● **Assigned task**
Your answer must be the records below repeated word for word, with no pictures in it.

Start of Supplied entries

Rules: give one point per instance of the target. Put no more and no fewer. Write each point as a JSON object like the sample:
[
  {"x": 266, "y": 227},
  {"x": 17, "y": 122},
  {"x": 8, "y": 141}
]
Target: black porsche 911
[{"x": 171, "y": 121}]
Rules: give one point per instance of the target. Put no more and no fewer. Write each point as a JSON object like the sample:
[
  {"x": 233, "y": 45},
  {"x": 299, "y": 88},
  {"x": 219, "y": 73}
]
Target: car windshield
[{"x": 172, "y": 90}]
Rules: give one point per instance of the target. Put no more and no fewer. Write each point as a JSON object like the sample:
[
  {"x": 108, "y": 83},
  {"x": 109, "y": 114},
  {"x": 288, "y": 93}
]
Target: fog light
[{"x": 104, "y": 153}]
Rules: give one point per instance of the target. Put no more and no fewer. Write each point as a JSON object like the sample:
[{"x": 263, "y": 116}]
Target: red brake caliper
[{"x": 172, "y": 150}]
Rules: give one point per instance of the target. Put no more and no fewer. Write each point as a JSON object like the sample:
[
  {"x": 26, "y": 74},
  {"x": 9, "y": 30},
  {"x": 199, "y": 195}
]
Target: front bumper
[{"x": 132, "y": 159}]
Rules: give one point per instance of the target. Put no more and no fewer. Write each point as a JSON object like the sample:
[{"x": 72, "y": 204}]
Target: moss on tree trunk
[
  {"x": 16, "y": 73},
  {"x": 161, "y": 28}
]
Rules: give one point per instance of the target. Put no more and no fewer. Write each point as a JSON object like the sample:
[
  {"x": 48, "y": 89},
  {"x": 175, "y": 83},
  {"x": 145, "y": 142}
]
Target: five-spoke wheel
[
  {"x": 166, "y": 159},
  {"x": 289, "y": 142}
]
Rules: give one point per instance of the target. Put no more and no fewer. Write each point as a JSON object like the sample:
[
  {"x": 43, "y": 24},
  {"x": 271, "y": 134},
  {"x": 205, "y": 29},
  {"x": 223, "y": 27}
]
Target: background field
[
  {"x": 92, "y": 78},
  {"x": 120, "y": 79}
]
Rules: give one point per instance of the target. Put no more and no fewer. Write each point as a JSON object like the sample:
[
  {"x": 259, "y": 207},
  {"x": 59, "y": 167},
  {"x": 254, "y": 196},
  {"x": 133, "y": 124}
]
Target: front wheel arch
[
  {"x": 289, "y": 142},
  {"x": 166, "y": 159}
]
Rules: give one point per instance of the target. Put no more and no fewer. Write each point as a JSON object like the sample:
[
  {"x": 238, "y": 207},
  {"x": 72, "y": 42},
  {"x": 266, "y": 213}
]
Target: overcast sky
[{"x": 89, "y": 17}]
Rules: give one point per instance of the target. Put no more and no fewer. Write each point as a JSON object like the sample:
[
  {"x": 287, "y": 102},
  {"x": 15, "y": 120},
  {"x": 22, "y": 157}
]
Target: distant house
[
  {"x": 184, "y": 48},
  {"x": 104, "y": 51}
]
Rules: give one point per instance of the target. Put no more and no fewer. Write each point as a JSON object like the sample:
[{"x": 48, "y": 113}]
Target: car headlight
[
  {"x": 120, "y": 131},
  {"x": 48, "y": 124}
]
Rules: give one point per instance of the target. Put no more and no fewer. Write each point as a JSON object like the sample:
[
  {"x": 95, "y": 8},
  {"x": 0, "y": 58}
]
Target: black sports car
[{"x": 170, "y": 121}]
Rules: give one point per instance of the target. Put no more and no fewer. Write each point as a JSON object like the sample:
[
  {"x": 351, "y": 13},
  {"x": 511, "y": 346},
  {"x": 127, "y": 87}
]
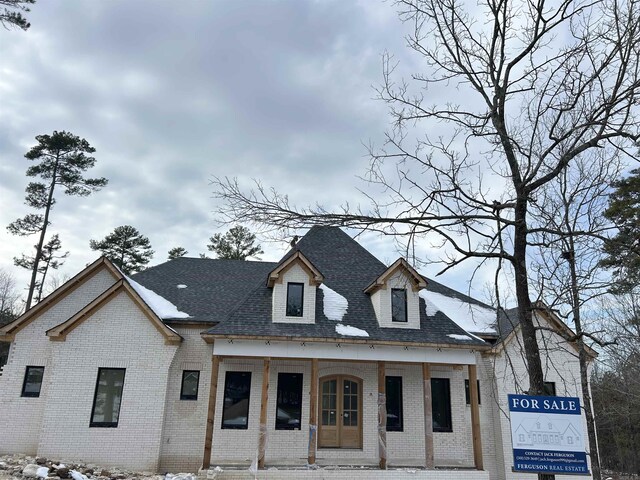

End of Supplied entries

● **Your solution**
Rules: give one point per instance of the target. Put no more and no fewer. Write each point as a JSON object like the sample:
[
  {"x": 266, "y": 227},
  {"x": 17, "y": 122},
  {"x": 8, "y": 141}
]
Target: black porsche 911
[{"x": 171, "y": 121}]
Rules: give one point per instance of the target. Put no more and no fewer. Write each point as a JSON object like the sample:
[
  {"x": 233, "y": 45},
  {"x": 299, "y": 88},
  {"x": 219, "y": 73}
]
Target: car windshield
[{"x": 172, "y": 90}]
Rules: give one point per instance of the target. Put no more and no fewer. Write each point as a JSON object like the sample:
[
  {"x": 108, "y": 83},
  {"x": 109, "y": 114},
  {"x": 288, "y": 93}
]
Target: fog light
[{"x": 104, "y": 153}]
Rules: give one point per instance of the target. Put no more and no fewer. Write each point as a JSON object like the sample:
[{"x": 263, "y": 116}]
Target: red brake caliper
[{"x": 172, "y": 150}]
Rules: give one point per instance of the target. Put no more and no fewer. Write each point as a JSON object like the sample:
[
  {"x": 26, "y": 74},
  {"x": 9, "y": 30},
  {"x": 199, "y": 195}
]
Target: front bumper
[{"x": 132, "y": 159}]
Rules: give one point per instance of the target. Put no more and no fewer. Write each point as a JSON object like the sample:
[{"x": 72, "y": 204}]
Target: moss on tree trunk
[
  {"x": 16, "y": 73},
  {"x": 161, "y": 28}
]
Rules: give one point per instance of the target. Put no more and no fewer. Write each point as a JSON object like the sample:
[
  {"x": 48, "y": 89},
  {"x": 175, "y": 83},
  {"x": 145, "y": 142}
]
Target: five-spoke wheel
[
  {"x": 166, "y": 159},
  {"x": 289, "y": 142}
]
Rules: give one point per instance of the target. Put no more and no fewer. Write each point as a JSON object like the sample:
[
  {"x": 43, "y": 24},
  {"x": 271, "y": 134},
  {"x": 205, "y": 29},
  {"x": 223, "y": 27}
]
Target: background field
[
  {"x": 92, "y": 78},
  {"x": 120, "y": 79}
]
Rules: give one point per instance of the target. Put no more and no fewer. Write each point as a JSON object like the sample:
[
  {"x": 259, "y": 207},
  {"x": 59, "y": 167},
  {"x": 254, "y": 196},
  {"x": 133, "y": 124}
]
Target: front wheel arch
[
  {"x": 289, "y": 142},
  {"x": 166, "y": 159}
]
Rules: give one point per instance of the target. Put no more and no fewer. Write each point as a JSON object like the sample:
[
  {"x": 238, "y": 207},
  {"x": 72, "y": 42},
  {"x": 266, "y": 213}
]
Target: overcast sky
[{"x": 89, "y": 17}]
Rules: give one point per instance of the target. Put no more and no fewer. Write each point as a JSON object like the sample:
[
  {"x": 287, "y": 102},
  {"x": 15, "y": 120},
  {"x": 22, "y": 157}
]
Target: distant house
[
  {"x": 184, "y": 48},
  {"x": 104, "y": 51}
]
Rules: give one point per instance of the target. Put no more and no fewer. Write each point as a JSON object like the sample:
[{"x": 48, "y": 113}]
Target: car headlight
[
  {"x": 120, "y": 131},
  {"x": 48, "y": 124}
]
Rules: give one point per instance of the target. Put no more and no fewer. Write each point as a JSON object like the sample:
[
  {"x": 95, "y": 8},
  {"x": 0, "y": 58}
]
Target: black sports car
[{"x": 170, "y": 121}]
Rules: give one point per instance of the target. Put no more and no fewer. Write each point as a JSON object like the sample:
[
  {"x": 351, "y": 13},
  {"x": 511, "y": 346},
  {"x": 127, "y": 87}
]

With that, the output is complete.